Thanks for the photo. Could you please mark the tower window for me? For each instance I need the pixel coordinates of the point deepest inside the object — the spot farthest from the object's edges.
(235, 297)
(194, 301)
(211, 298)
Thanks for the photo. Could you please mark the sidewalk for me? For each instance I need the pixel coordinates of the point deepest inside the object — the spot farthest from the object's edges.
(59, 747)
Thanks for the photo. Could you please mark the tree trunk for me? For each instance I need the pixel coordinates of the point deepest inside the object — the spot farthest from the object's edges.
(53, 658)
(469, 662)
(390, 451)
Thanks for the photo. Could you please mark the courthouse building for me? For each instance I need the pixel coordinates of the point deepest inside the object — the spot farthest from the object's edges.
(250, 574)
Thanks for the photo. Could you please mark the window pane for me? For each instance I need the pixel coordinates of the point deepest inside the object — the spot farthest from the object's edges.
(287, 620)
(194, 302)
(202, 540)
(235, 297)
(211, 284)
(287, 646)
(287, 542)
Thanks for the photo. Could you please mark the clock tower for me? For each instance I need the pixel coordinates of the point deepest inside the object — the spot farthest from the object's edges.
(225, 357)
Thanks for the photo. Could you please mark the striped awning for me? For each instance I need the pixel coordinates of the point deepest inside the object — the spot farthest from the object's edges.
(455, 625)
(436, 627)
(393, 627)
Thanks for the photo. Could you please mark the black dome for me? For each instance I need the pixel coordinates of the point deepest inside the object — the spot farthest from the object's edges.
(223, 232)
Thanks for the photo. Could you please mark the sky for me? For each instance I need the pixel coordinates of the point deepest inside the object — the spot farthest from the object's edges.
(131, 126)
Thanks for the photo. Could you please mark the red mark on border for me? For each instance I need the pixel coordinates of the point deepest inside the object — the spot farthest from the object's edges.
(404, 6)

━━━━━━━━

> Given instruction:
Write out each of the items above word for word, from the first line to the last.

> Task response:
Thanks for the photo. Could you please mark the tower window for me? For each instance I need the pixel coordinates of the point deepest inside the object — the spot farthest from the object's edges.
(235, 297)
(194, 301)
(211, 298)
Thanks for the photo. Could you please mark the sidewalk for me? For each instance I need the pixel coordinates of the point deepest inside the object — the spot farthest from the object's edges.
(59, 747)
Thanks for the photo. Could you please mark the tree trunk for me? For each instance I need the pixel coordinates of the point deepest inside the object — the spot farthest from the object's edges.
(53, 658)
(469, 662)
(390, 451)
Thanks for the photo. Could you please mark the courthouse building for me? For each instance I need the pixel coordinates of the point deepest inside the object — the spot farthest from the object's edges.
(250, 574)
Thanks for the photo. Could you please mark the window pane for me? For each instance I need the pixel coordinates of the point deepest inside the object — the spot farthest from the object's edges.
(287, 620)
(194, 302)
(202, 540)
(235, 297)
(211, 284)
(287, 646)
(287, 542)
Thanks for the photo. Could you please mark the clock tower for me? For each instance I need the pixel coordinates of the point deepest inside the object — the spot farthest from the object's edges.
(225, 357)
Thanks for the photo. Could you please mark the striped awning for me? For each instance I need the pixel coordinates of the point deepest inside the object — the spot farthest from the object's edges.
(455, 625)
(436, 627)
(393, 627)
Thanks for the photo. Could you please mark the black dome for me? For each instance I need the pixel coordinates of the point deepest inside the object — the spot farthest from the object's edges.
(223, 232)
Thanks for the photo. Could you please mark the sky for me? For each instance I need the pixel coordinates of the point deepest inside the object — the spot farthest from the object's edges.
(131, 126)
Thanks for the photo. Could you please mark the red mark on border for me? For each instance I need the pixel coordinates of the point deepest inside the object — the spot farthest from the object's edges.
(404, 6)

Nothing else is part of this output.